* **Task objective**: Output these lines unchanged, from start to finish.

Excerpts from annotation records
------------
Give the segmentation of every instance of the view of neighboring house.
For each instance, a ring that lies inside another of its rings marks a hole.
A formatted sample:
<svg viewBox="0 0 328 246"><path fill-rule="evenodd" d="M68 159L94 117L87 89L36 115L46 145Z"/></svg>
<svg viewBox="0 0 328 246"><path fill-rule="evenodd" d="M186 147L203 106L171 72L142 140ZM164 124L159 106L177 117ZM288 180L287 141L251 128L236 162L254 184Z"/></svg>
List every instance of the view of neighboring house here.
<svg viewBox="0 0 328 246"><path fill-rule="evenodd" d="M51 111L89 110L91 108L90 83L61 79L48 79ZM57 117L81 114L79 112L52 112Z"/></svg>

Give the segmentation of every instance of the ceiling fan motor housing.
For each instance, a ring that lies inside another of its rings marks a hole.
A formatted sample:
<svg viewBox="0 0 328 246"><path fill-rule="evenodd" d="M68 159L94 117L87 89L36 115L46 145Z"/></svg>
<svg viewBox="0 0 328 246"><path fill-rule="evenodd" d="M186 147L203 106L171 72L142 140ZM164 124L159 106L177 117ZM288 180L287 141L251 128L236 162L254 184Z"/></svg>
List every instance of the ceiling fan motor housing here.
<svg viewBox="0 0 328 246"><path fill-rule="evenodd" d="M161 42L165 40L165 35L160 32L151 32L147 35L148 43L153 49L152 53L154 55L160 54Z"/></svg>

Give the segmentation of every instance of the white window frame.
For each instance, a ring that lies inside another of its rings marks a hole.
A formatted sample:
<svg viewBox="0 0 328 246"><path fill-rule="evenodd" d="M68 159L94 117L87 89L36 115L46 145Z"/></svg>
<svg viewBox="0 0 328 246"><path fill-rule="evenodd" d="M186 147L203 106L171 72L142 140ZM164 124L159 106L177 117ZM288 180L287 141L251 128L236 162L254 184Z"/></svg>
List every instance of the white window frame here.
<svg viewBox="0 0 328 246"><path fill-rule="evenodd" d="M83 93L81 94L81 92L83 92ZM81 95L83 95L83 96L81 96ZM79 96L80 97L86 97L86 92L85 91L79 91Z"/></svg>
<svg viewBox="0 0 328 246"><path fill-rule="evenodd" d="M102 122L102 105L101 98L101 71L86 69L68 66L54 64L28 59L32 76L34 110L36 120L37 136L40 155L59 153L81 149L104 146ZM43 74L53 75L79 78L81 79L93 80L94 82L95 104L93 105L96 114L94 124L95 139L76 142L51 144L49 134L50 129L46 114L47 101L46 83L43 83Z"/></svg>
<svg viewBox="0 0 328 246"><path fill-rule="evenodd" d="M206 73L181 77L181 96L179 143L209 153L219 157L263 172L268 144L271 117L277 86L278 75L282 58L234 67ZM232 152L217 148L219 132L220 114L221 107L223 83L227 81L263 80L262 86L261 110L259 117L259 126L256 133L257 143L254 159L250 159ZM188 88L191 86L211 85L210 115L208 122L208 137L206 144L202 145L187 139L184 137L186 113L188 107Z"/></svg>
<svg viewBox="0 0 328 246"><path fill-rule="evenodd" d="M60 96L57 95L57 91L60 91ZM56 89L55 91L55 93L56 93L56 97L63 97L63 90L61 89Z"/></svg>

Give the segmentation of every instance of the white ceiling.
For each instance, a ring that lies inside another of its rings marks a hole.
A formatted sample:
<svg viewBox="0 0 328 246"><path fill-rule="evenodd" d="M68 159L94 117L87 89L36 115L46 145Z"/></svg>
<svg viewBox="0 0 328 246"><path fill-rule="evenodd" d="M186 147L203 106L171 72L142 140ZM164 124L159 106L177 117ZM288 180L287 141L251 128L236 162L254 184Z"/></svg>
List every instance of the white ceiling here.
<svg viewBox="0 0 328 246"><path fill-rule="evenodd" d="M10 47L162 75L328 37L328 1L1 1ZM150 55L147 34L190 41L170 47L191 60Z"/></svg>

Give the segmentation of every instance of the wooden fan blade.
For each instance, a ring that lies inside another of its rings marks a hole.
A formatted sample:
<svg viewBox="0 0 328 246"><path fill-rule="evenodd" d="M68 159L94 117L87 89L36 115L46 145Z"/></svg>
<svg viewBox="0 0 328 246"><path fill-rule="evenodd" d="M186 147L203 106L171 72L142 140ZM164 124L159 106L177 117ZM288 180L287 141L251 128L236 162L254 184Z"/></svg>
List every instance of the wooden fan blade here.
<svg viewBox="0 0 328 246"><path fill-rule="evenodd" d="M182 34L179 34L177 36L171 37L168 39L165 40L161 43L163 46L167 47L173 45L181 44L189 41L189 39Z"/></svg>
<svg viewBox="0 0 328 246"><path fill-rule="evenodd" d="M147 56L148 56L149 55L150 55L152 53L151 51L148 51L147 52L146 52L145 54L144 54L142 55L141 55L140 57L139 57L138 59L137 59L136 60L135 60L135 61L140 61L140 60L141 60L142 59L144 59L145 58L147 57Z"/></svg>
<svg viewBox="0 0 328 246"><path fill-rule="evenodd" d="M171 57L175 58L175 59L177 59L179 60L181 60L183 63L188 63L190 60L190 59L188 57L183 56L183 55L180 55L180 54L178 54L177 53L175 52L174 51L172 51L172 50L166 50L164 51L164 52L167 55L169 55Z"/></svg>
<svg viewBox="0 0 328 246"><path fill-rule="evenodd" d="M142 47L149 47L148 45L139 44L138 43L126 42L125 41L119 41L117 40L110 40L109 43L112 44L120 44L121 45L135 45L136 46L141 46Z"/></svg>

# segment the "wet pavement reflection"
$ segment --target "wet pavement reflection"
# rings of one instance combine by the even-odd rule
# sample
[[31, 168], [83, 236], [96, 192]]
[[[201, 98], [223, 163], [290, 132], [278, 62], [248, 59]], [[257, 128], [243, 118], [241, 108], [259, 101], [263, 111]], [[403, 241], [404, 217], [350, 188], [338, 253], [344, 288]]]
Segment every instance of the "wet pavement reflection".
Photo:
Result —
------------
* **Result of this exercise**:
Give the segmentation of every instance of the view of neighboring house.
For each instance, a ring that lies inside another of its rings marks a hole.
A formatted sample:
<svg viewBox="0 0 328 246"><path fill-rule="evenodd" d="M68 159L94 117L87 89L36 115L46 145Z"/></svg>
<svg viewBox="0 0 328 246"><path fill-rule="evenodd" d="M186 147L203 106L171 72L142 140ZM164 124L159 106L177 117ZM288 180L287 141L251 128L236 162L254 184Z"/></svg>
List every instance of the view of neighboring house here.
<svg viewBox="0 0 328 246"><path fill-rule="evenodd" d="M51 111L89 110L91 108L90 83L61 79L48 79ZM57 117L81 114L79 112L52 112Z"/></svg>

Give the segmentation of every instance of the ceiling fan motor housing.
For each instance, a ring that lies inside another of its rings marks a hole.
A formatted sample:
<svg viewBox="0 0 328 246"><path fill-rule="evenodd" d="M68 159L94 117L87 89L36 115L46 145Z"/></svg>
<svg viewBox="0 0 328 246"><path fill-rule="evenodd" d="M186 147L203 106L171 72L142 140ZM164 124L159 106L177 117ZM288 180L287 141L251 128L236 162L254 184Z"/></svg>
List every instance of the ceiling fan motor housing here.
<svg viewBox="0 0 328 246"><path fill-rule="evenodd" d="M161 42L165 40L165 35L160 32L151 32L147 35L148 43L153 49L152 53L154 55L160 54Z"/></svg>

Give the segmentation of every instance of the white window frame.
For each instance, a ring that lies inside another of its rings marks a hole.
A formatted sample:
<svg viewBox="0 0 328 246"><path fill-rule="evenodd" d="M68 159L94 117L87 89L36 115L46 145Z"/></svg>
<svg viewBox="0 0 328 246"><path fill-rule="evenodd" d="M186 147L203 106L171 72L142 140ZM164 124L159 106L177 117ZM288 180L287 141L251 128L236 162L254 184Z"/></svg>
List every instance of the white window frame here.
<svg viewBox="0 0 328 246"><path fill-rule="evenodd" d="M83 93L81 94L81 92L83 92ZM81 95L83 95L83 96L81 96ZM79 96L80 97L86 97L86 92L85 91L79 91Z"/></svg>
<svg viewBox="0 0 328 246"><path fill-rule="evenodd" d="M102 122L102 105L101 98L101 71L86 69L68 66L54 64L28 59L32 76L34 110L36 120L37 136L40 155L59 153L81 149L104 146ZM43 74L53 75L79 78L81 79L93 80L94 82L95 104L93 105L96 114L94 124L95 139L76 142L51 144L49 134L50 129L46 114L47 101L46 83L43 83Z"/></svg>
<svg viewBox="0 0 328 246"><path fill-rule="evenodd" d="M206 73L181 77L181 96L179 143L209 153L219 157L263 172L268 144L271 117L277 86L278 75L282 58L234 67ZM232 152L217 148L219 132L220 114L221 107L223 83L227 81L263 80L262 86L261 110L259 117L259 126L256 133L257 143L254 159L250 159ZM188 88L191 86L211 85L210 115L208 122L208 137L206 144L202 145L187 139L184 137L186 113L188 107Z"/></svg>
<svg viewBox="0 0 328 246"><path fill-rule="evenodd" d="M60 96L57 95L57 91L60 91ZM56 89L55 91L55 93L56 93L56 97L63 97L63 90L61 89Z"/></svg>

Give the segmentation of every instance of the white ceiling.
For each instance, a ring that lies inside another of its rings marks a hole.
A formatted sample:
<svg viewBox="0 0 328 246"><path fill-rule="evenodd" d="M68 159L94 117L87 89L36 115L46 145Z"/></svg>
<svg viewBox="0 0 328 246"><path fill-rule="evenodd" d="M186 147L203 106L171 72L142 140ZM164 124L159 106L177 117ZM288 180L287 141L251 128L236 162L254 184Z"/></svg>
List every instance of the white ceiling here.
<svg viewBox="0 0 328 246"><path fill-rule="evenodd" d="M10 47L162 75L328 37L328 1L1 1ZM150 55L147 34L190 41L170 47L191 60Z"/></svg>

Give the segmentation of every instance of the wooden fan blade.
For each instance, a ring that lies inside another of its rings marks a hole.
A formatted sample:
<svg viewBox="0 0 328 246"><path fill-rule="evenodd" d="M68 159L94 117L87 89L36 115L46 145Z"/></svg>
<svg viewBox="0 0 328 246"><path fill-rule="evenodd" d="M186 147L203 106L171 72L142 140ZM164 124L159 106L177 117ZM288 180L287 141L251 128L236 162L254 184Z"/></svg>
List every instance of the wooden fan blade here.
<svg viewBox="0 0 328 246"><path fill-rule="evenodd" d="M182 34L179 34L177 36L171 37L168 39L165 40L161 43L163 46L167 47L173 45L181 44L189 41L189 39Z"/></svg>
<svg viewBox="0 0 328 246"><path fill-rule="evenodd" d="M147 56L148 56L149 55L150 55L152 53L151 51L148 51L147 52L146 52L145 54L144 54L142 55L141 55L140 57L139 57L138 59L137 59L136 60L135 60L135 61L140 61L140 60L141 60L142 59L144 59L145 58L147 57Z"/></svg>
<svg viewBox="0 0 328 246"><path fill-rule="evenodd" d="M171 57L175 58L175 59L177 59L179 60L181 60L183 63L188 63L190 60L190 59L188 57L183 56L183 55L180 55L180 54L178 54L177 53L175 52L174 51L172 51L172 50L166 50L164 51L164 52L167 55L169 55Z"/></svg>
<svg viewBox="0 0 328 246"><path fill-rule="evenodd" d="M142 47L149 47L148 45L139 44L138 43L126 42L125 41L119 41L117 40L110 40L109 43L112 44L120 44L121 45L135 45L136 46L141 46Z"/></svg>

# segment the "wet pavement reflection"
$ segment --target "wet pavement reflection"
# rings of one instance combine by the even-odd rule
# sample
[[31, 168], [83, 236], [96, 192]]
[[[201, 98], [223, 163], [290, 132], [278, 62], [248, 59]], [[257, 128], [243, 118], [241, 108], [259, 101], [263, 111]], [[403, 241], [404, 217], [350, 188], [338, 253], [344, 288]]]
Segment every instance of the "wet pavement reflection".
Photo:
Result —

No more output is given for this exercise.